### DO THIS
Copy the entries from the line with "Could you point to the brown" through the end of the entries, changing every "Target" to "Label" and leaving the rest unchanged.

##### MATERIAL FOR THIS EXERCISE #####

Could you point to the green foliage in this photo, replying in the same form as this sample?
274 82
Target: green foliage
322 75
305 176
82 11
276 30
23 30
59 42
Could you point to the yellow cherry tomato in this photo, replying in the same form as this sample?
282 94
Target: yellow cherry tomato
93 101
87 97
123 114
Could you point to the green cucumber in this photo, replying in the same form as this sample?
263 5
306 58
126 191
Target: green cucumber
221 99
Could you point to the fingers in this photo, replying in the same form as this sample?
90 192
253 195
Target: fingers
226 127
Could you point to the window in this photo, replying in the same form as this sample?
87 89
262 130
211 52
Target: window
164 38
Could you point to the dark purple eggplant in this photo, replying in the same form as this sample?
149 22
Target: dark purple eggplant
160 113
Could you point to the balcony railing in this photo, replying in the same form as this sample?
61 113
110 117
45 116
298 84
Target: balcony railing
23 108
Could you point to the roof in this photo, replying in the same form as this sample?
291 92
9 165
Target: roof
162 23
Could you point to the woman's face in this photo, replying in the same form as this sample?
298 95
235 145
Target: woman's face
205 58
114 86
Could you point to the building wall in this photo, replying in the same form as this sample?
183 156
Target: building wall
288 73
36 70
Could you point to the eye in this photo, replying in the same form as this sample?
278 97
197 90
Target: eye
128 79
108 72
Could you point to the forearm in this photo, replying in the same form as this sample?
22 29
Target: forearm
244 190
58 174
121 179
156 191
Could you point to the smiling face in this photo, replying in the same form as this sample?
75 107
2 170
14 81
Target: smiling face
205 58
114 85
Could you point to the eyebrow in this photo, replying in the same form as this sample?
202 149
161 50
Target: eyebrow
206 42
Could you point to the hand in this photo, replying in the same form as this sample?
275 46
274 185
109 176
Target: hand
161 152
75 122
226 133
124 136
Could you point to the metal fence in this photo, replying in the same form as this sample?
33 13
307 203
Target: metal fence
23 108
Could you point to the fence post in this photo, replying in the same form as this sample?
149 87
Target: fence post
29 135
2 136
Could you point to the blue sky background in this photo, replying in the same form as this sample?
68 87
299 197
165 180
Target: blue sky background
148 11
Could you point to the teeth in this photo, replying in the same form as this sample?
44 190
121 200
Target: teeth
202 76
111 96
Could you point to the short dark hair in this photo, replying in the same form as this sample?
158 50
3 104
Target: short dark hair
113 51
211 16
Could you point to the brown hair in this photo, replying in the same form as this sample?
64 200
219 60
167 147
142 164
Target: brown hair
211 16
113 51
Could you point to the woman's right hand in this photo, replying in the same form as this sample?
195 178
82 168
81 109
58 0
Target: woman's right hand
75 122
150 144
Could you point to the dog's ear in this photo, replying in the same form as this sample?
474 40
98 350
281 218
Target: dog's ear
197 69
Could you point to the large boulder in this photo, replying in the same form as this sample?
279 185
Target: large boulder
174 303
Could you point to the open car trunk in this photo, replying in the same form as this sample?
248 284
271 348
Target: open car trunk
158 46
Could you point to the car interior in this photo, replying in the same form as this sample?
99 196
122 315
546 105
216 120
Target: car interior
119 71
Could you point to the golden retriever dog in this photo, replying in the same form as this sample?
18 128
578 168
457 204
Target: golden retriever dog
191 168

#####

### ANSWER FOR THE TASK
Could you point to the brown hair in this photo, replying in the same form as this sample?
64 200
219 60
167 147
142 164
Label: brown hair
211 16
113 51
Could you point to the woman's right hand in this photo, replying in the same form as this sample?
195 178
82 168
81 109
58 0
Label: woman's right hand
75 122
150 144
Could you point to the dog's ear in this photo, replying in the same form as this sample?
474 40
98 350
281 218
Label: dog's ear
197 69
Could you point to the large boulder in this photo, replying in the same form as this sample?
279 185
Label: large boulder
174 303
Could you point to the open car trunk in this photo, replying in the same form as this sample?
248 284
271 348
Label: open car trunk
158 46
Could you point to the car interior in this photo, replying in the same form as this sample?
99 196
122 315
546 105
216 120
Label: car interior
119 71
Could you point to the golden retriever dog in this photo, replying in the same form as this sample?
18 128
578 168
457 204
Label: golden retriever dog
191 168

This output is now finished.